Já a crítica ao modelo da retenção nos meios de pagamento como o da Argentina se refere ao fato de que a retenção é apenas de um valor reduzido e fixo de IVA, tornando, portanto, necessário a manutenção do sistema de declaração fiscal e checagem ao fim do mês. Reduz, mas não evita a chance do tax gap.

No Brasil, em razão da tecnologia de reporte fiscal avançada e da evoluída indústria de pagamentos, está se construindo um sistema que pretende resolver esses dois problemas.

O split superinteligente, previsto no artigo 32, §3º da LC 214/2025 pretende em tempo real reter apenas a diferença entre tributos IVA (IBS e CBS) incidentes na venda e os créditos de IVA do vendedor.

O split inteligente, artigo 32, §4º pretende reter o valor incidente na venda, mas em 3 dias úteis devolver a diferença e o split simplificado, artigo 33, permite a retenção do IVA por uma média de mercado, que reflita a alíquota real (débitos-créditos) incidente atualmente.

A criação dessas 3 espécies de split payment visa primordialmente resolver a questão do fluxo de caixa. Ademais, essa infraestrutura tecnológica será fornecida pelo próprio Estado, a fim de evitar que os meios de pagamentos tenham que saber o valor de tributo a reter, que será dado pelo sistema da Receita Federal e do Comitê Gestor do IBS.

O sistema brasileiro conta ainda com a vantagem da redução enorme do custo de conformidade e obrigações acessórias, pois essa arrecadação automatizada e centralizada permitirá o fornecimento de uma declaração pré-preenchida de IBS e CBS aos contribuintes, tal qual existente hoje no IRPF.

Por essas razões, vejo com bastante otimismo e realismo o sucesso do split payment brasileiro e acredito no potencial de nossos técnicos e na congregação de esforços entre o setor público e a iniciativa privada para fazer esse sistema ser uma referência para o mundo de otimização do sistema tributário.


[1] VAN ZYL, S. P. The collection of value added tax on online cross-border trade in digital goods, 2013. Disponível em: thesis_van zyl_sp.pdf;sequence=1 (unisa.ac.za). Acesso em: 10 jan. 2021.

Registros de um conjunto de rotulagem por pontos:

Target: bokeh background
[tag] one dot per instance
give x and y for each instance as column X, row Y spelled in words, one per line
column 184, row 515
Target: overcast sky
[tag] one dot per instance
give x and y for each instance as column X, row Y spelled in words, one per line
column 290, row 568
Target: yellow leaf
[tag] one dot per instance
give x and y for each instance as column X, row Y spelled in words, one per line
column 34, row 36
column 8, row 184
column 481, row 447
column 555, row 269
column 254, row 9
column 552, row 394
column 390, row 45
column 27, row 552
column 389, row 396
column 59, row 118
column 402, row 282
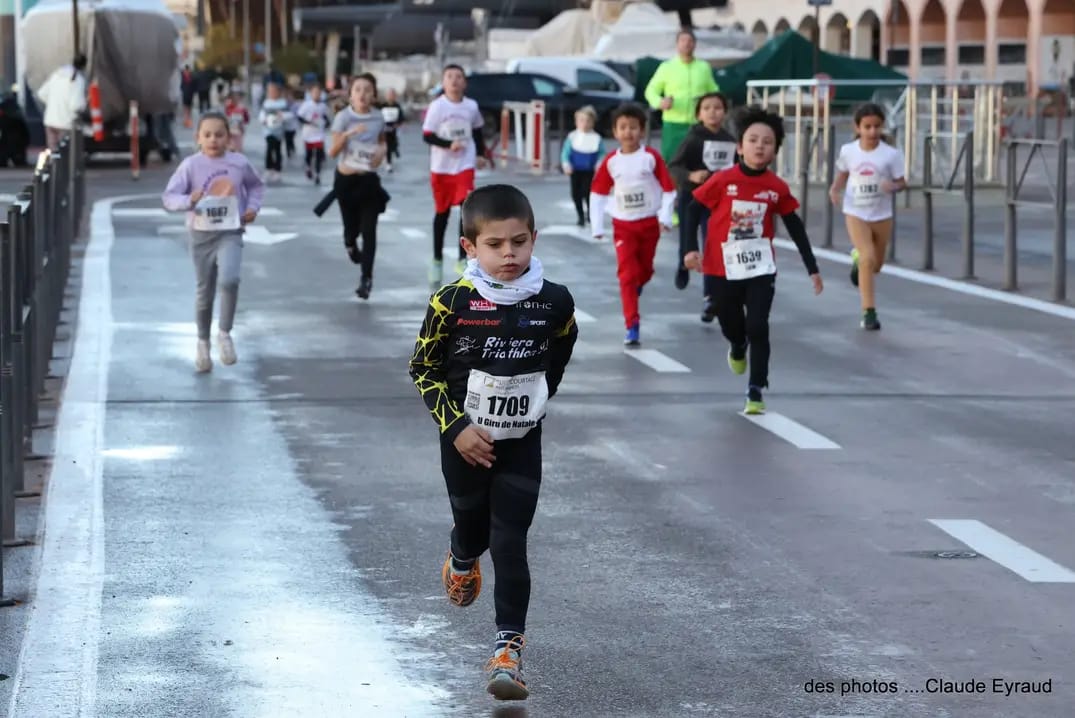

> _O que se pede_:
**A.** Traduza para o inglês esta frase do texto sobre o split payment: "A criação dessas 3 espécies de split payment visa primordialmente resolver a questão do fluxo de caixa."
**B.** Responda com base no texto sobre o split payment:
(i) Em que artigo da LC 214/2025 está previsto o split simplificado?
(ii) Em quantos dias úteis o split inteligente pretende devolver a diferença?
(iii) Quem fornecerá a infraestrutura tecnológica do sistema?
**C.** Reescreva em forma de lista o parágrafo do texto sobre o split payment que começa com "A criação dessas 3 espécies", mantendo os fatos principais.

> _As respostas_:
**A.** The creation of these 3 kinds of split payment primarily aims to solve the cash flow issue.

**B.**
(i) No artigo 33.
(ii) Em 3 dias úteis.
(iii) O próprio Estado.

**C.**
- As 3 espécies de split payment visam principalmente resolver a questão do fluxo de caixa.
- A infraestrutura tecnológica será fornecida pelo próprio Estado.
- Assim, os meios de pagamento não precisam saber o valor de tributo a reter.
- Esse valor será dado pelo sistema da Receita Federal e do Comitê Gestor do IBS.